:: PROBLEM REQUIREMENTS ::
Reproduce everything from the line containing "the man standing" down to the line containing "x=293, y=114", both lines included, with the requests kept as they are. Offset every answer point by adding 106 to both its x and y coordinates, and leave the sample coordinates inside the requests unchanged.

:: ENTRIES ::
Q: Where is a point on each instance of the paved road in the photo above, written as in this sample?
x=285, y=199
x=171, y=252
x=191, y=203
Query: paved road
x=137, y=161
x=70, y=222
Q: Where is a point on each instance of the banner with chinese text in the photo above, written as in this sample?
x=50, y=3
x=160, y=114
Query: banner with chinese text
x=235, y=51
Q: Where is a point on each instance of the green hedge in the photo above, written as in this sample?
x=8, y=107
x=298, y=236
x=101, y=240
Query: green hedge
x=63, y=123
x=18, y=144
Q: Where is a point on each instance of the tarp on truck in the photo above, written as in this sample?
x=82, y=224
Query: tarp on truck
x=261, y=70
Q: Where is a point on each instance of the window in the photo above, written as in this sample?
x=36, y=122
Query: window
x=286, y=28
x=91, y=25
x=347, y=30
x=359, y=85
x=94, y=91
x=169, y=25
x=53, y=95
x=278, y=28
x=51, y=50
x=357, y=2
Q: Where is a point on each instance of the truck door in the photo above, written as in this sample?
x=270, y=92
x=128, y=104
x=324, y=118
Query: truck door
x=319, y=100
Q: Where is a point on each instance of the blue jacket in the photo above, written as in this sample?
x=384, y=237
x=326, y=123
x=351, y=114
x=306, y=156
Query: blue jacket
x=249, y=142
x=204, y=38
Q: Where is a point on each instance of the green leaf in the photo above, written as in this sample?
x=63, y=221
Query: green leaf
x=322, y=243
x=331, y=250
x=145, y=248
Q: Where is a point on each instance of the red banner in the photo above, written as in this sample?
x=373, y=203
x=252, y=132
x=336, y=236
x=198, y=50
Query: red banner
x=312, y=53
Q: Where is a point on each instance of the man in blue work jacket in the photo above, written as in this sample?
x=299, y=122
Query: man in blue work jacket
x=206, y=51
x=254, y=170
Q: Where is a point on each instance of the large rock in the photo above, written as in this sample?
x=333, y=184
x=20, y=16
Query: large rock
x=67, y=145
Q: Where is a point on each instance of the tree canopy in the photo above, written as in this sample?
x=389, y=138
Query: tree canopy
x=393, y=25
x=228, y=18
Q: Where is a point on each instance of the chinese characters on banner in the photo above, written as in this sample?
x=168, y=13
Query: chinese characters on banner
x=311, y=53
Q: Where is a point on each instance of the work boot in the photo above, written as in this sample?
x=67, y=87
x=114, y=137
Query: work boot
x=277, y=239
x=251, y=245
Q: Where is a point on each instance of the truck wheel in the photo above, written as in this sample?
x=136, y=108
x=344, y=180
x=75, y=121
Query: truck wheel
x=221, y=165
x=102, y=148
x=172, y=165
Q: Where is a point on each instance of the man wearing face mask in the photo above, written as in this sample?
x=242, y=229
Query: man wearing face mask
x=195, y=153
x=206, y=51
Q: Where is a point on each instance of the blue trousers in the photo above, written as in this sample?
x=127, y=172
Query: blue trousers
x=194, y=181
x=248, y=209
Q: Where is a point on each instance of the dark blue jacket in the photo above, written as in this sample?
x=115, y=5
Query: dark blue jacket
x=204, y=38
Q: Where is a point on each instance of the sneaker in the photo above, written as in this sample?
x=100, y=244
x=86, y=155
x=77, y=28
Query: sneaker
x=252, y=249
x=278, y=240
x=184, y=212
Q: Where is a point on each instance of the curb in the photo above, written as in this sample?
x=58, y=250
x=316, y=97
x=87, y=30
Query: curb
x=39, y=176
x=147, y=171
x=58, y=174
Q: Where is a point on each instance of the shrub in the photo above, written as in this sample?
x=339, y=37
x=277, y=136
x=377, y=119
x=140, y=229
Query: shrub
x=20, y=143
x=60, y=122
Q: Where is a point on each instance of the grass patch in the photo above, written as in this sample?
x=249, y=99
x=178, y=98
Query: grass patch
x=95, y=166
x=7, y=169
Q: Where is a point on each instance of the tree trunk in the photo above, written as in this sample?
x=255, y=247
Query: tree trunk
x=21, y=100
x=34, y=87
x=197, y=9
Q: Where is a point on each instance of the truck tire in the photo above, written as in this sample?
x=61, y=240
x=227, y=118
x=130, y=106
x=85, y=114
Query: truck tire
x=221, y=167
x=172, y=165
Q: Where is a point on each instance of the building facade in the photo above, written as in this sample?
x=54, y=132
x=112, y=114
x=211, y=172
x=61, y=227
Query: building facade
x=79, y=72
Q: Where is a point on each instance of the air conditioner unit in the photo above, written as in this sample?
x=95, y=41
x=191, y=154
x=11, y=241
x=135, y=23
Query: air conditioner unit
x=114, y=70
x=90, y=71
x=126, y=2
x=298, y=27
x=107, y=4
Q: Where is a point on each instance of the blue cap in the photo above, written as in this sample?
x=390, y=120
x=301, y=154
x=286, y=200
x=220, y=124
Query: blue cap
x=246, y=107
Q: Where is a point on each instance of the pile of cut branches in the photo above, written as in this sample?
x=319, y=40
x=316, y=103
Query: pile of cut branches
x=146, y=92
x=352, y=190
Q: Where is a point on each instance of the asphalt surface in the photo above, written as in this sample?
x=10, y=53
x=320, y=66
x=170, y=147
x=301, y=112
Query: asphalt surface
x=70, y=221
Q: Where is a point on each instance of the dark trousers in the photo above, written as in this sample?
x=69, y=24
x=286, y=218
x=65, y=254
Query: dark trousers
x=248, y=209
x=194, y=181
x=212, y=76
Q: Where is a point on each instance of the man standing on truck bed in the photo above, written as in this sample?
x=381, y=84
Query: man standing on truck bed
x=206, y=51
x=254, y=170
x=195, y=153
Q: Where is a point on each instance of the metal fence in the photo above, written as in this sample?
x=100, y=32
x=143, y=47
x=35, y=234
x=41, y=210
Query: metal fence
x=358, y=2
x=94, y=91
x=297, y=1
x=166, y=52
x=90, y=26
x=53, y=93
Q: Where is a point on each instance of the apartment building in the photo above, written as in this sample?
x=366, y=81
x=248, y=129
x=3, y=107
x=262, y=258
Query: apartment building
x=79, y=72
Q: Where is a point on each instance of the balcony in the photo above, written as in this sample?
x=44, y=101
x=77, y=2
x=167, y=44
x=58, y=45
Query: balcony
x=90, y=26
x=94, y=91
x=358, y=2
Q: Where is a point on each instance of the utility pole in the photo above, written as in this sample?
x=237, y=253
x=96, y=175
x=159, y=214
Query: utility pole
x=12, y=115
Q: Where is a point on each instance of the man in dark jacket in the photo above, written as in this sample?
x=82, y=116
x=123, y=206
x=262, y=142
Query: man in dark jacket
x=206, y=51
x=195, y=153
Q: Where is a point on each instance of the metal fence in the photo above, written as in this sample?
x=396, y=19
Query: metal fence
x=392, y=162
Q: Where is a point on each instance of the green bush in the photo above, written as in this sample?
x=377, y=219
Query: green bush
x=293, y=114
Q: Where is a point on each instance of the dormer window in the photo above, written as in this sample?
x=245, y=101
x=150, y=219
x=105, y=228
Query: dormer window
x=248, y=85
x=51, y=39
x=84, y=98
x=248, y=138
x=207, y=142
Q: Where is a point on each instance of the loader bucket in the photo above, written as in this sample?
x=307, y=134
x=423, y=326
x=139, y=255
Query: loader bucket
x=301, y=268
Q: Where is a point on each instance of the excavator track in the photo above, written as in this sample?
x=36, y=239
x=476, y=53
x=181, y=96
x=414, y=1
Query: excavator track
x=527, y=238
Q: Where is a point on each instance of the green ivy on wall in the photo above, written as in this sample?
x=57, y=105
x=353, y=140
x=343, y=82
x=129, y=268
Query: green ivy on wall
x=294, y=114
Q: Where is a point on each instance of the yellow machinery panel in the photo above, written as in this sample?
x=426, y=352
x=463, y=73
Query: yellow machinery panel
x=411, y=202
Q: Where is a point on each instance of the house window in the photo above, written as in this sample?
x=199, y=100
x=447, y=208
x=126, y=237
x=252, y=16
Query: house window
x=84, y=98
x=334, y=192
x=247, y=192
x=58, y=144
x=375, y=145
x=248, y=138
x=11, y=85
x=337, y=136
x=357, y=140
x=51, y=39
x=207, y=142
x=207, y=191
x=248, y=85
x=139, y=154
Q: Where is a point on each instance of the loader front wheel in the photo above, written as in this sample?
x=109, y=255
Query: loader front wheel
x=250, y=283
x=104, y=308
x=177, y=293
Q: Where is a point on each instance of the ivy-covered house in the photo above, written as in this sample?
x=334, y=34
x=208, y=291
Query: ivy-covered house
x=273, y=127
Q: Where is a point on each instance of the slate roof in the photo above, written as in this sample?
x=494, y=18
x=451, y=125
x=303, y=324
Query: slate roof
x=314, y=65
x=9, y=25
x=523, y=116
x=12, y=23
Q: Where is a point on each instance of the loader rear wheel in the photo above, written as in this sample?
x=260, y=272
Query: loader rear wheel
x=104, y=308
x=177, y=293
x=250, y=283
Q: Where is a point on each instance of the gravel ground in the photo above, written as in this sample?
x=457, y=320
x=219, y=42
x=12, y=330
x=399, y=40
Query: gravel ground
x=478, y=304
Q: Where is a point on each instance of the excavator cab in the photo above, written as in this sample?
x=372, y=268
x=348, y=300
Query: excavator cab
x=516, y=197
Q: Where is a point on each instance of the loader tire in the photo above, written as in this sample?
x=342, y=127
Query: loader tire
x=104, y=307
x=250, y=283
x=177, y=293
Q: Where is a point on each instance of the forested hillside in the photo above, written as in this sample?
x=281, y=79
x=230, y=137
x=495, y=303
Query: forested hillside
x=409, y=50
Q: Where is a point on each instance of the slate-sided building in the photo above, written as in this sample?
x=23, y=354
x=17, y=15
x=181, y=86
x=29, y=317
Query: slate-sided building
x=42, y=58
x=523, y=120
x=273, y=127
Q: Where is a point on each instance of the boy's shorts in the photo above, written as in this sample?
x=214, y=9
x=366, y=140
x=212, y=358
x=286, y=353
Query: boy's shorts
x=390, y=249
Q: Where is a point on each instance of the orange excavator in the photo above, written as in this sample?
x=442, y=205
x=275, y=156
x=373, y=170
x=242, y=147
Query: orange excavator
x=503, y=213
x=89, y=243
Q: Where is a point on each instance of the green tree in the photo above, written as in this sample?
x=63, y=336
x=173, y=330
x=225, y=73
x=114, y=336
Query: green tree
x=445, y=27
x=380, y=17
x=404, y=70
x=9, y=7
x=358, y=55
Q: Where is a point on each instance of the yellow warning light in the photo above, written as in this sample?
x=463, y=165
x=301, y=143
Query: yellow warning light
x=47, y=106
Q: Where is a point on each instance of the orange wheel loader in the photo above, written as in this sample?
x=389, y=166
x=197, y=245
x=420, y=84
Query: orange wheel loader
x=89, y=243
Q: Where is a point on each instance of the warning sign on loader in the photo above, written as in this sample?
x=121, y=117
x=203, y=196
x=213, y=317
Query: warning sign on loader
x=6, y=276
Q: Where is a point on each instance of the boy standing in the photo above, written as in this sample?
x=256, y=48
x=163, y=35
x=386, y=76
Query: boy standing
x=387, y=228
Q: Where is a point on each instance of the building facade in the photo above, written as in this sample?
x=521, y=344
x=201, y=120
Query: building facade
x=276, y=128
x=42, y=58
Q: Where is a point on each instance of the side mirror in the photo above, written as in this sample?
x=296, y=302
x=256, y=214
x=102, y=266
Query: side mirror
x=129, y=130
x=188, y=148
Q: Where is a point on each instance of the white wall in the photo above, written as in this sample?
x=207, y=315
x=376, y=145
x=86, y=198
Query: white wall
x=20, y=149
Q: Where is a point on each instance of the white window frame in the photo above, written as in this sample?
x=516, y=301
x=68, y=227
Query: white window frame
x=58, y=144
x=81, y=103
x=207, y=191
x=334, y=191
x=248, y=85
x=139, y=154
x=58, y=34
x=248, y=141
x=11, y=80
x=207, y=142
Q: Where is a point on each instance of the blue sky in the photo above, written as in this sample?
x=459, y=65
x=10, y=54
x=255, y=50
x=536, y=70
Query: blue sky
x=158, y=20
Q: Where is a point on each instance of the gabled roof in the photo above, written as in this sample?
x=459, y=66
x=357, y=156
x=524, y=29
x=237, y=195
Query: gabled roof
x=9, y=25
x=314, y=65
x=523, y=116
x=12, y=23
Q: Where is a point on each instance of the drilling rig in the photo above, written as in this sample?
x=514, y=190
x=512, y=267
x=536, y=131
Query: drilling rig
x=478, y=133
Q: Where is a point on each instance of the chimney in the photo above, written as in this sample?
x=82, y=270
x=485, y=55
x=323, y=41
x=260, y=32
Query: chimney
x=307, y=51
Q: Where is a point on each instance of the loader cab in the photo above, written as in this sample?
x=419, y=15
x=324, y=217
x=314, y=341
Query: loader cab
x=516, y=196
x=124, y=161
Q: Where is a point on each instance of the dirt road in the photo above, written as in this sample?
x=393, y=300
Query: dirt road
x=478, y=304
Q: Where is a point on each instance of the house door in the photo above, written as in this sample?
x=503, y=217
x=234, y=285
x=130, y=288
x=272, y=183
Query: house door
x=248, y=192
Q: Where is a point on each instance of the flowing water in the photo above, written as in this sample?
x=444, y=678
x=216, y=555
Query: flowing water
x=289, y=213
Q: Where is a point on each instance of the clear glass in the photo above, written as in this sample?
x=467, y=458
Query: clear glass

:: FULL ANSWER ::
Q: Where is a point on each instance of the man standing on truck bed in the photo above, written as in this sample?
x=381, y=84
Query: man standing on truck bed
x=312, y=157
x=360, y=276
x=301, y=259
Q: Where is a point on each instance of the metal fence in the photo above, written as in this sample?
x=100, y=32
x=143, y=47
x=35, y=234
x=41, y=210
Query: metal fence
x=464, y=108
x=200, y=197
x=403, y=107
x=272, y=158
x=196, y=132
x=159, y=199
Q: Where is a point on each instance of the apartment building in the photo above, written as in this sample?
x=366, y=81
x=248, y=129
x=3, y=107
x=262, y=258
Query: apartment building
x=185, y=178
Q: Where is a point on each instance of the balcony in the photo above, written as in this sample?
x=44, y=101
x=77, y=2
x=167, y=44
x=58, y=45
Query: balcony
x=196, y=132
x=200, y=197
x=464, y=108
Q: Where is a point on each instance of the utility pole in the photo above, written as in this sample?
x=237, y=253
x=96, y=175
x=159, y=214
Query: utility pole
x=118, y=221
Q: Where is a point on each instance of the man in dark jacket in the photo above, written as in this sample?
x=82, y=116
x=123, y=206
x=262, y=142
Query: man in dark jacket
x=312, y=157
x=301, y=259
Q: Where is a point on each instance of the metal fence in the photo above, written as in this sample?
x=396, y=19
Query: metal fence
x=498, y=268
Q: Where is a point on each instance of the green bush in the photo above, written as in this sample?
x=377, y=219
Query: green bush
x=399, y=220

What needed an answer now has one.